→ **DOCUMENT EXTRACT**
┌──

It's pretty much a rule that the action is minimized with respect to almost all directions – and there are only a finite number of exceptions: most typically, at most one exception exists. So the action is either a complete local minimum or a saddle point that is "almost universally a minimum" with one exception i.e. one direction with respect to which the action is a maximum.
Local minima vs global minima
Another issue is the question whether the action must be at a global minimum or whether local minima are enough (if many of them exist, and this may happen, indeed). The equations of motion of course only depended on the stationarity of the action which defines a local minimum or a local maximum (first derivatives must vanish: this condition knows nothing about the other potential distant minima). However, in quantum mechanics, we may see that the vicinities of all the histories that are local minima do contribute to the path integral significantly: the constructive interference works for all local minima.
However, if the global minimum contributes a nonzero term to your amplitude, it's pretty much the rule that its contribution exceeds the contribution of other local minima that are not a global minimum.
Nevertheless, as we discussed in the article about cosmic catastrophes, there are important situations (especially quantum tunneling and vacuum decay) in which the global minimum of the action contributes nothing to an interesting process (because this process is topologically nontrivial while the global minimum is topologically trivial; or because this process violates an accidental conservation law that is respected by the global-minimum-based amplitudes). In that case, one may find a kink or an instanton or whatever that shows that the probability of some previously forbidden processes (quantum tunneling, vacuum decay) is nonzero.
You may also combine instantons with the insight that the action may also be maximized and not just minimized with respect to one direction in the space of possible variations: such generalizations of instantons are known as sphalerons.
Conclusion
The action, i.e. the integral of the Lagrangian, became the most beautiful object that encodes everything we know about the dynamics of any classical system and any quantum system with a natural classical limit. It makes the symmetries and locality manifest; however, as I didn't discuss, the unitarity (and the positivity of probabilities) may often be obscured by the Lagrangian approach while it is made manifest by the operator approach.

└──

→ **TASKS TO CARRY OUT**
[1] For each statement, say yes or no according to the passage on the physical action, and quote the words of the passage that decide it.
(a) Only the global minimum of the action contributes significantly to the path integral.
(b) Generalizations of instantons in which the action is maximized with respect to one direction are called sphalerons.
(c) The Lagrangian approach makes unitarity manifest.
[2] Extend the passage on the physical action with a few sentences that pick up after its final sentence and keep its voice.

→ **GIVEN RECORDS**
┌──

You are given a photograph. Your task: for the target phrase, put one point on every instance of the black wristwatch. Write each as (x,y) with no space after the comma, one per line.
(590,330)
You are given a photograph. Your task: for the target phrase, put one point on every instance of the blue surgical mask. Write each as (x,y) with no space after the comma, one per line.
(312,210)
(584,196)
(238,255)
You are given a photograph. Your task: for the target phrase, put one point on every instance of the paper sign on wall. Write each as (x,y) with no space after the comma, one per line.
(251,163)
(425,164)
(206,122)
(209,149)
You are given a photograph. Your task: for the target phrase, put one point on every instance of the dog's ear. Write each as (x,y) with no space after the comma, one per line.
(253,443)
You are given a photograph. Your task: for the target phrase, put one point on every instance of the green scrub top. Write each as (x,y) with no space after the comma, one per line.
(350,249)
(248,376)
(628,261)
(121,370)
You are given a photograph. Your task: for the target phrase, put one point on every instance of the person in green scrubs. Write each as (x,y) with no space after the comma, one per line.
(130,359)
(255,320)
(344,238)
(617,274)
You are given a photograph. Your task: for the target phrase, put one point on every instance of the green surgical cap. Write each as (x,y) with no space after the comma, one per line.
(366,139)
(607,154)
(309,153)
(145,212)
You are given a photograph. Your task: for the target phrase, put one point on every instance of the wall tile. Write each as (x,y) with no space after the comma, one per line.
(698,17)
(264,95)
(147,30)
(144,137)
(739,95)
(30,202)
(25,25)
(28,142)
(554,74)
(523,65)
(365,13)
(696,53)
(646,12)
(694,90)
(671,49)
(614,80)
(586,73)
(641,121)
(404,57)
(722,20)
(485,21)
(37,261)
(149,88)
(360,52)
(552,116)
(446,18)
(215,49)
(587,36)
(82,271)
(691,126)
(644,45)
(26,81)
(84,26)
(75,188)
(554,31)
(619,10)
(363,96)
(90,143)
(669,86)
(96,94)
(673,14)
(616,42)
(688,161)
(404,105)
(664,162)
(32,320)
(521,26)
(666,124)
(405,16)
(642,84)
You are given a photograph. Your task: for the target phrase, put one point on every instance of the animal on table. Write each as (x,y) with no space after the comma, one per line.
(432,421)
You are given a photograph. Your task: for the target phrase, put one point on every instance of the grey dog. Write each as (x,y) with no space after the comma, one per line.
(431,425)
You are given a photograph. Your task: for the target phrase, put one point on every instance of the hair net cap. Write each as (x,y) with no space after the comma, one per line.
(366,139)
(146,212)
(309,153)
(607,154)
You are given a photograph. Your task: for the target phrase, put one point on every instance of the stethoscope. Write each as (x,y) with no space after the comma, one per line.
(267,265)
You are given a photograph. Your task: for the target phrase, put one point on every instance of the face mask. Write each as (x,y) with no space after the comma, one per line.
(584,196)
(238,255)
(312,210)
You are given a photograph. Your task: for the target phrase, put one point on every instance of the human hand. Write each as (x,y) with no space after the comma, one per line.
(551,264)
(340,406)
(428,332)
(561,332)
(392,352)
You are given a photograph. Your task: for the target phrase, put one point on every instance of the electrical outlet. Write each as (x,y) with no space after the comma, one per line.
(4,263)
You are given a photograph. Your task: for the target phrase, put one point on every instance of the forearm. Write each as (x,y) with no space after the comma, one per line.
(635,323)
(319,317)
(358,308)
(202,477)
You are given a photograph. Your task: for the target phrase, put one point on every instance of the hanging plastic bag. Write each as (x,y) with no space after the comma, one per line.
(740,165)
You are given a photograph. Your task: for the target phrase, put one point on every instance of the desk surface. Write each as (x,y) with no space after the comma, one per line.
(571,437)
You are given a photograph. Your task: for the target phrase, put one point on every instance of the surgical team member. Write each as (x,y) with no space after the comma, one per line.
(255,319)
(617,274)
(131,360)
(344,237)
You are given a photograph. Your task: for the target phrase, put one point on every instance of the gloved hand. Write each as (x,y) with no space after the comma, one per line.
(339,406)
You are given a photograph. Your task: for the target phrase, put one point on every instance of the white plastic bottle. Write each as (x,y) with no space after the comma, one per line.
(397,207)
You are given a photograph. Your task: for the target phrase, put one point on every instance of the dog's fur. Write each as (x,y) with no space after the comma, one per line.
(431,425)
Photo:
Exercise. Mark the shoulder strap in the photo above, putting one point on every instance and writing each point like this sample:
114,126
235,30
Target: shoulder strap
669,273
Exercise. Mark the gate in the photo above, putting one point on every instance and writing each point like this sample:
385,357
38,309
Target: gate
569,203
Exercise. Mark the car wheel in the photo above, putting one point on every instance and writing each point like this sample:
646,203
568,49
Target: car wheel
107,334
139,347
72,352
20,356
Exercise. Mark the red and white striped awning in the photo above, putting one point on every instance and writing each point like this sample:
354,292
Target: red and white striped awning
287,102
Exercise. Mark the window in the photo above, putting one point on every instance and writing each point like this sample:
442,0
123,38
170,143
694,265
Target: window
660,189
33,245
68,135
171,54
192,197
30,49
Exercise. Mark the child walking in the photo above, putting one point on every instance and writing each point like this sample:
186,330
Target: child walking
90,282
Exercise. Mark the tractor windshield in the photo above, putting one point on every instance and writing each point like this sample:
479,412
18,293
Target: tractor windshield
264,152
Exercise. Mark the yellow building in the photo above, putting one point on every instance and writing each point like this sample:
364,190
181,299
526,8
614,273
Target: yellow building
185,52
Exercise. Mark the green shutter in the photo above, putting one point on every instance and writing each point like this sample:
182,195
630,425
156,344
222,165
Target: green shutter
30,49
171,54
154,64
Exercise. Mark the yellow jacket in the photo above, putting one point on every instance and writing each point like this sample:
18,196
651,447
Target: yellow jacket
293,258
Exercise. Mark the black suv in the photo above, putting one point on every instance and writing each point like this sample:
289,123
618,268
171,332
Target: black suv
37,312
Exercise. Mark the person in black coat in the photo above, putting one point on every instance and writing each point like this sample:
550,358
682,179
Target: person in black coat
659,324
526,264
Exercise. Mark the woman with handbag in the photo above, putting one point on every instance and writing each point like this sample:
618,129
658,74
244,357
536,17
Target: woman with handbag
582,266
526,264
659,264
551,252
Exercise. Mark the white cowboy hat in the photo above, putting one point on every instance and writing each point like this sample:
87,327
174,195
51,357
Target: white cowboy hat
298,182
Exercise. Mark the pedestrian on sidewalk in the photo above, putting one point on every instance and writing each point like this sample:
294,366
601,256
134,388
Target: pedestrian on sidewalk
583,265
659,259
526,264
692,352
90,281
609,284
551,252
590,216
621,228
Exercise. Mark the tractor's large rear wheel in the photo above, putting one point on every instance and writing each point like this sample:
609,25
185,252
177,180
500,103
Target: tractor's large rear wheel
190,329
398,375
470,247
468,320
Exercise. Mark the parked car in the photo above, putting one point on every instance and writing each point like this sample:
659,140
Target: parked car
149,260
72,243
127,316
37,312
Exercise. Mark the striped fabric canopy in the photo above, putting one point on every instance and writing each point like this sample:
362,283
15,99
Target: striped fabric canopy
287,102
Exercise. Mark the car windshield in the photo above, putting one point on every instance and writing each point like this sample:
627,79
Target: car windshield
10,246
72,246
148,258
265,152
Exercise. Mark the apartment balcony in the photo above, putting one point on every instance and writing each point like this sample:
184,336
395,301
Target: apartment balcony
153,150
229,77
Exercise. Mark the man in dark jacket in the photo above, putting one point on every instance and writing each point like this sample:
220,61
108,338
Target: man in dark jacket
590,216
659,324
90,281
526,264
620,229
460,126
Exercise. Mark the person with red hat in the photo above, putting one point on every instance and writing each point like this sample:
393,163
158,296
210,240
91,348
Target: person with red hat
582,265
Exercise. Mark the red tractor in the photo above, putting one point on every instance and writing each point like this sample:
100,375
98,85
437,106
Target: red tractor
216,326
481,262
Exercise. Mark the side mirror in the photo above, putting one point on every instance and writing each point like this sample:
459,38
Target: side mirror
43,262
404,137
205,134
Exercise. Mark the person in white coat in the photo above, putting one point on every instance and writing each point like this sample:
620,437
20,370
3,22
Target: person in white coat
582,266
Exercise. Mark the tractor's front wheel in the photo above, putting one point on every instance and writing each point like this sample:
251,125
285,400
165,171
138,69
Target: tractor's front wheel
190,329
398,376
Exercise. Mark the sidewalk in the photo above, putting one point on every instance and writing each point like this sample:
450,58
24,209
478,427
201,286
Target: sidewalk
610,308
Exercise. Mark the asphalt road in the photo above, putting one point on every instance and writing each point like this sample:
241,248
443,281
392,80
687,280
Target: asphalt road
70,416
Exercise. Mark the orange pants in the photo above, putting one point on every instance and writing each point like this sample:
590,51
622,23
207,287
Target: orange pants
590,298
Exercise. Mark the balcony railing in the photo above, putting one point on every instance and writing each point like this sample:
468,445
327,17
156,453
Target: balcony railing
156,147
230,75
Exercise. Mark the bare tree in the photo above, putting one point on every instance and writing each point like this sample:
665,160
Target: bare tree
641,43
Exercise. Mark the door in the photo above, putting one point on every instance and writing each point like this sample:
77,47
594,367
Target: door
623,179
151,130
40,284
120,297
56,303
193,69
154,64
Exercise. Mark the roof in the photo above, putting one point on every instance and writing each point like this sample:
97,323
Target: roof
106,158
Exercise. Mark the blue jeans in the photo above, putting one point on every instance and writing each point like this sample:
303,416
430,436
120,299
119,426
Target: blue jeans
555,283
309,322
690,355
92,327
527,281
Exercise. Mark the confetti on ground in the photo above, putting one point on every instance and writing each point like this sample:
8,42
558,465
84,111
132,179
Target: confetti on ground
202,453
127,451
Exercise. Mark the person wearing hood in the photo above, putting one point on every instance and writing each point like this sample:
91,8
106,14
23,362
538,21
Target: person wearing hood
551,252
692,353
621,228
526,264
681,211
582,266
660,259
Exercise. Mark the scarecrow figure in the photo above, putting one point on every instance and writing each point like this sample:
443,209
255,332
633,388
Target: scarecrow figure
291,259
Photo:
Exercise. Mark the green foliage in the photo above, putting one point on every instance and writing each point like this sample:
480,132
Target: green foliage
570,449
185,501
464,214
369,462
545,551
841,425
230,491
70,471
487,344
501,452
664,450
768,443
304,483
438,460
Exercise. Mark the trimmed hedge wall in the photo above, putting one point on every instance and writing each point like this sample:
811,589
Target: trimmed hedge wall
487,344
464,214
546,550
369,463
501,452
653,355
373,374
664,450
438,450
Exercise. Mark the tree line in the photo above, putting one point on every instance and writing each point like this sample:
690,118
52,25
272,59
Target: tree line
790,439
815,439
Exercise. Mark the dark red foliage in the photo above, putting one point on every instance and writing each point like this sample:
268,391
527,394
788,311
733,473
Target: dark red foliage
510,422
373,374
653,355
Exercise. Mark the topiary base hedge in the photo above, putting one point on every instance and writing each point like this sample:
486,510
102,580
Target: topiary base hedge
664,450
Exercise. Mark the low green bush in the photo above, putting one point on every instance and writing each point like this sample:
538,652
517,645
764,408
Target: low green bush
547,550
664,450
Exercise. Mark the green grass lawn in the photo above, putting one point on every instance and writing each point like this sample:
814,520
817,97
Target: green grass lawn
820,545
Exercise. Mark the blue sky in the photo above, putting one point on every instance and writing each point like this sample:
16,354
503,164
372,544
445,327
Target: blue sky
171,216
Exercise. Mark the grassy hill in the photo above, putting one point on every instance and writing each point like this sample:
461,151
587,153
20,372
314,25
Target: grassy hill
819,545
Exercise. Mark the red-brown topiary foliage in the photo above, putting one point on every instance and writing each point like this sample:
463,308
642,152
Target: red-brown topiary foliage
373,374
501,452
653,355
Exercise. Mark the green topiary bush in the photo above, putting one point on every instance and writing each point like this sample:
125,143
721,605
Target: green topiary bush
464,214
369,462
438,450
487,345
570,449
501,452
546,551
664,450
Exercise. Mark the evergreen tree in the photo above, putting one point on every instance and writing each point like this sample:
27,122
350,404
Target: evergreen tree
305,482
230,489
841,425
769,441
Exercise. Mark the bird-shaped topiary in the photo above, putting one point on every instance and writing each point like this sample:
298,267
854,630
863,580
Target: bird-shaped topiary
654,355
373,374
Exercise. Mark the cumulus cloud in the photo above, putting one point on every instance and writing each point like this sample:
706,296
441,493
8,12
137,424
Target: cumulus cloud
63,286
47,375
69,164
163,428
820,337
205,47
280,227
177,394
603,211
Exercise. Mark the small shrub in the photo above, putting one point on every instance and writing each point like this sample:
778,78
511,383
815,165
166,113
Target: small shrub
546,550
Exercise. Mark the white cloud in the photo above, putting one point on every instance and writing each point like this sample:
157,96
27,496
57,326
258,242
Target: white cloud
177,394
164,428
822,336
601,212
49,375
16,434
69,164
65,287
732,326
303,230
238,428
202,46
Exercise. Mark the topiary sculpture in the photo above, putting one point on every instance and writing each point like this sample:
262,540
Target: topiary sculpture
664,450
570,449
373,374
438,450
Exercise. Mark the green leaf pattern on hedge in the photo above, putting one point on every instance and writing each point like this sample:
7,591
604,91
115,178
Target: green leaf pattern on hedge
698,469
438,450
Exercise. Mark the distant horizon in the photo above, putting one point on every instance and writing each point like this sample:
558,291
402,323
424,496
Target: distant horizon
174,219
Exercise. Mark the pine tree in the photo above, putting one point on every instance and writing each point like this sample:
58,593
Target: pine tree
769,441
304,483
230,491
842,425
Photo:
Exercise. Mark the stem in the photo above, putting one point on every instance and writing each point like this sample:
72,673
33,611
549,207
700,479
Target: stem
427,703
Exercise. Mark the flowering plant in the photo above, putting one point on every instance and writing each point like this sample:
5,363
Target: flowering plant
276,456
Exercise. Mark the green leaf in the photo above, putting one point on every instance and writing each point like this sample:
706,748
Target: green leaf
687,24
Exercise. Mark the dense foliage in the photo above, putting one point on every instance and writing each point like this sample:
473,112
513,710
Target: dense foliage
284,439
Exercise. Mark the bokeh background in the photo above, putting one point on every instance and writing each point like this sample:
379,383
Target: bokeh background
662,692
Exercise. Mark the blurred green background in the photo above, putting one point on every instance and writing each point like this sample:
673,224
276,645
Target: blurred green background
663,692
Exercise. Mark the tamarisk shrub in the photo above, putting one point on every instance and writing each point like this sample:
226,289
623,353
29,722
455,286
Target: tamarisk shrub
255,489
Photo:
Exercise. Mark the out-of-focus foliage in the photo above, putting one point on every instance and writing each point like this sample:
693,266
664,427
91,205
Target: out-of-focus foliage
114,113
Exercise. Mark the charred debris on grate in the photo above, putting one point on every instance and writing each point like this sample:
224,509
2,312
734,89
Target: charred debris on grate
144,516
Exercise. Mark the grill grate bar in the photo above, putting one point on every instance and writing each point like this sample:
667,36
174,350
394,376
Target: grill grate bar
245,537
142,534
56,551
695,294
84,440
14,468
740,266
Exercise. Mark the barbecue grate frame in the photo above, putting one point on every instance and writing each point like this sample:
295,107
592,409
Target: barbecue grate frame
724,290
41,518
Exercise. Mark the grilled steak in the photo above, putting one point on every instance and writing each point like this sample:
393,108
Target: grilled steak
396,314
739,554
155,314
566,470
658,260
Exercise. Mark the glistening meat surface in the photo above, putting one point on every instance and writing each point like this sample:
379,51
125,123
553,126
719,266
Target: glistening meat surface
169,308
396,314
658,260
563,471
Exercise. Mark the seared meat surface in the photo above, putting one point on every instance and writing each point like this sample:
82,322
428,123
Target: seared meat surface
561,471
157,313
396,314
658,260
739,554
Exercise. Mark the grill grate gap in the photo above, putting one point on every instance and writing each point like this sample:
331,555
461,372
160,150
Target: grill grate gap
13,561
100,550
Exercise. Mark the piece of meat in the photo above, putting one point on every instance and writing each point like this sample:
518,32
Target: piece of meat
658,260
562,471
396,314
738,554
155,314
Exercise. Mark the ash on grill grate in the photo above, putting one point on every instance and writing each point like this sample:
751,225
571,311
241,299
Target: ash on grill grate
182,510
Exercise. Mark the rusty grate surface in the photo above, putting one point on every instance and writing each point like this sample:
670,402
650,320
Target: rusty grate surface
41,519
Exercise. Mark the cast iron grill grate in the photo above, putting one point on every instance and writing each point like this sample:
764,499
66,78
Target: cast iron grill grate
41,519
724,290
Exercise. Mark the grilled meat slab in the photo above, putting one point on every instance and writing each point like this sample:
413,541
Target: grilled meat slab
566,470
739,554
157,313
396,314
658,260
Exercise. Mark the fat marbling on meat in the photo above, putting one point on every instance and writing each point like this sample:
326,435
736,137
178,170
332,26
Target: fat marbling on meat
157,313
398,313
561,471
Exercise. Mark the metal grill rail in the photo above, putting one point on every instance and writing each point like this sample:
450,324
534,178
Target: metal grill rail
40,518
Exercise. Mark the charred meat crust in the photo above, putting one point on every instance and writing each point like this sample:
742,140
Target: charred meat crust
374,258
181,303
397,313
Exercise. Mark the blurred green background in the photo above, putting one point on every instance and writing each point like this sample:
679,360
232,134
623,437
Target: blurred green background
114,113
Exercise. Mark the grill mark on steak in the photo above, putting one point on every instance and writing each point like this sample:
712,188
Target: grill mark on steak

└──

→ **EXPECTED RESPONSES**
[1]
(a) No: "the vicinities of all the histories that are local minima do contribute to the path integral significantly"
(b) Yes: "such generalizations of instantons are known as sphalerons."
(c) No: "the unitarity (and the positivity of probabilities) may often be obscured by the Lagrangian approach while it is made manifest by the operator approach."

[2]
Classically, the defining property of the action is the principle of least (or stationary) action: the histories that a given system actually chooses minimize (or extremize) the action. A reason why such a description of classical systems in Nature is possible is the quantum generalization of the Lagrangian formalism: Feynman's path integral.
In any quantum mechanical systems with well-defined classical-like histories, linearity guarantees that the transition amplitudes must be expressible as the integral over all trajectories. The integrand has to be a pure phase, because of the unitarity (equivalent to the reality of the Hamiltonian), and the exponent giving the phase is called the action. A trivial derivation of the classical limit shows that this action is extremized in the classical limit.
So it must be possible to describe every classical limit of a physical system observed in a quantum world – such as ours – by the equations that are equivalent to \(\delta S = 0\) for a cleverly chosen action \(S\). Once again, it's because the accurate implementation of the formula for the probability amplitudes has to be given by Feynman's integral over histories; the exponent has to be pure imaginary; and up to the \(i/\hbar\) normalization, we may call it the "action" and easily prove that it's stationary around the dominant (classically allowed) histories.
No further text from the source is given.